Text under study:

┄┄┄┄┄┄┄┄┄┄┄┄┄┄┄┄┄┄┄┄

I remember Easter of 1978 as if it were yesterday. Knowing that our six-year-old’s cancer would return and nothing further could be done about it, Bob and I took our two children to Los Angeles for one last vacation. I could only do it because I was 35 and had the necessary energy to do it.
At a TV show taping, the host picked out Laurie to do something on the show. I don’t remember what it was, but it made her very happy. At that point, no one could have guessed that she was dying. I think she got a pack of gum for her participation.
Bob and I went to see Hollywood Squares and my best friend’s sister took Rob and Laurie to the circus.
We visited the Self-Realization grounds to pray for Laurie and ask for heavenly assistance. We drove to San Juan Capistrano to pray further. And yes, the swallows had just returned.
We paid a brief visit to Disneyland but it did not hold a candle to Disney World in Florida.
Looking through photos, there is a snapshot of me in front of The Comedy Store. ( I was writing one-liners in those days.)
We came back home only to hear Laurie screaming with pain. At the children’s hospital they informed us that her cancer was now in her lungs. By mid-July she was dead.

┄┄┄┄┄┄┄┄┄┄┄┄┄┄┄┄┄┄┄┄

Excerpted records:
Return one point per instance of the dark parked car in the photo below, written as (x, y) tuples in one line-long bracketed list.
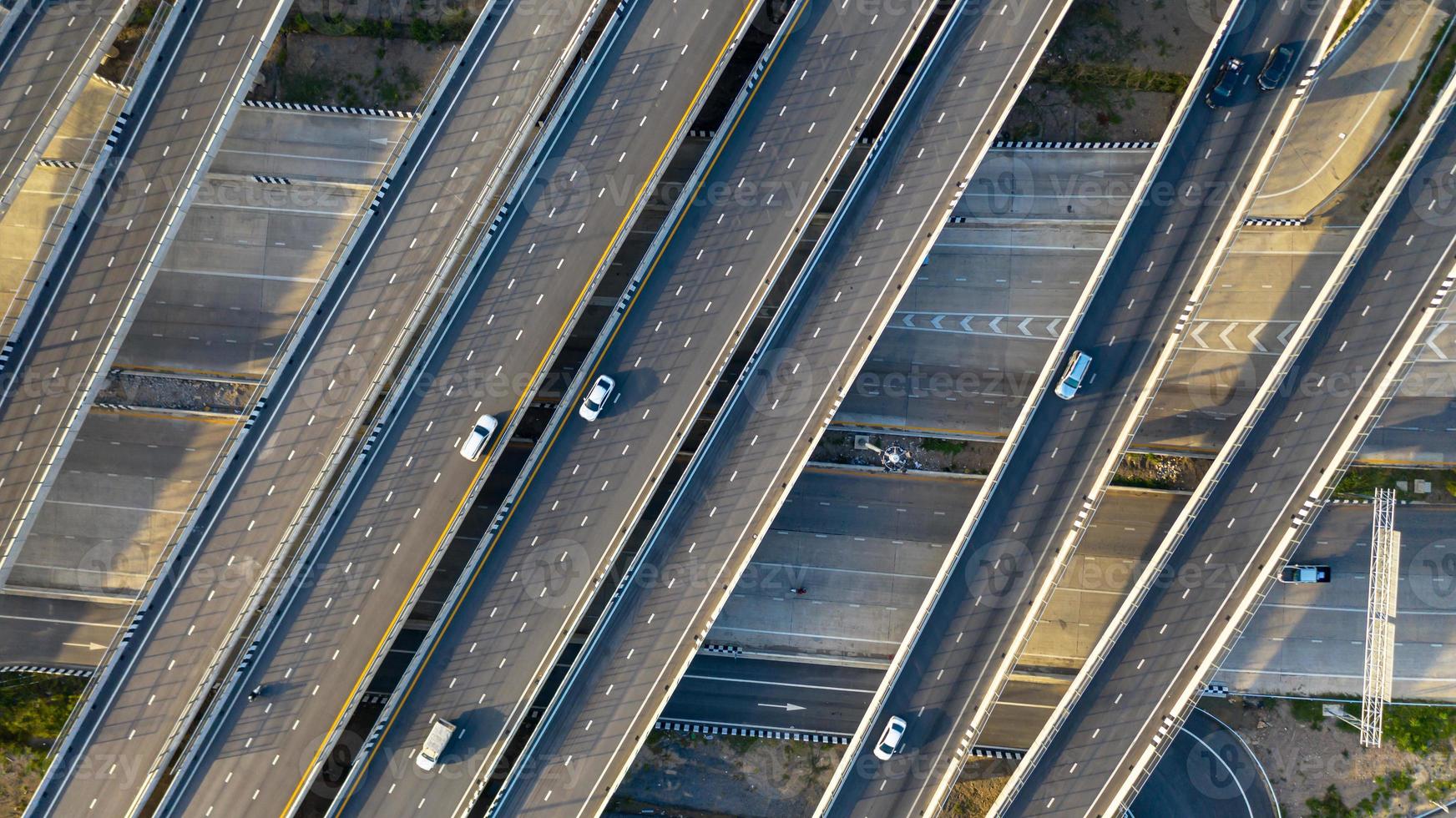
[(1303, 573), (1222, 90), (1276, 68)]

┄┄┄┄┄┄┄┄┄┄┄┄┄┄┄┄┄┄┄┄

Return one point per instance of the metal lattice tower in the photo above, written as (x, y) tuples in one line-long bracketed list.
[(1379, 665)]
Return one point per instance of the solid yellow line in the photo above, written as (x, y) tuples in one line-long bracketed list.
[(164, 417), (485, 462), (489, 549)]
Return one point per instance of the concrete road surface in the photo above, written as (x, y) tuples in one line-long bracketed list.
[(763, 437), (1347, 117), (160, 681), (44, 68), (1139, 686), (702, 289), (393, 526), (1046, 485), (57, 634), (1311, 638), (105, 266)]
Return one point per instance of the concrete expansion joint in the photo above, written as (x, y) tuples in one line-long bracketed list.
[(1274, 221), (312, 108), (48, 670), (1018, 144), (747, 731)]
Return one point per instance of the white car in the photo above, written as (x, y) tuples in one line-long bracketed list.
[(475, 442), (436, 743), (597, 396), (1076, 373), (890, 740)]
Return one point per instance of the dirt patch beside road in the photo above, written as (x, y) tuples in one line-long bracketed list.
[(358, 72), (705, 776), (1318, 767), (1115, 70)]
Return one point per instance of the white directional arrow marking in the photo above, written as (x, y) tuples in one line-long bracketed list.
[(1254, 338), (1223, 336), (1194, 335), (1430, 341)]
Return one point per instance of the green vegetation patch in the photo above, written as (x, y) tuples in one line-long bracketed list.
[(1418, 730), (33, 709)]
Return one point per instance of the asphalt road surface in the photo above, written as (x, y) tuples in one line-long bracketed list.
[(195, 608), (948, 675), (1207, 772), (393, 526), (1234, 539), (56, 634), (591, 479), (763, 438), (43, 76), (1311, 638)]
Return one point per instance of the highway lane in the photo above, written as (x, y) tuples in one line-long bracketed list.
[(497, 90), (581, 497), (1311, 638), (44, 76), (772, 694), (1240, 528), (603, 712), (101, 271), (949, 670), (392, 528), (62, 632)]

┄┄┄┄┄┄┄┄┄┄┄┄┄┄┄┄┄┄┄┄

Tasks to complete:
(a) In the account of the 1978 Easter trip, where did the family drive to pray further?
(b) Pick up the account of the 1978 Easter trip after its final sentence and carry it forward.
The material is separate from the account of the 1978 Easter trip.

Solved tasks:
(a) San Juan Capistrano.

(b)
Her death changed our family on the deepest of levels. It may be why Bob died of his own cancer at the age of 63.
My caregiving skills were put to the test for almost a decade. My outer life was meaningless to me, so I turned within to study truth.
No one is given an easy life, but most people do not have to bury a child. I have never been the same.
I write prodigiously about the truth and how it was all I had to cling to.
It still is.
Vicki Woodyard
Such a sad tale. I remember my grandmother standing beside my father’s casket, her son, saying “a mother should never have to stand beside her child’s casket.” It must be gut wrenching. You have handled it so well. Thank you for your writing and sharing….
Dennis,
Thank you for your comment. You add to the richness of my writing, as we are all one.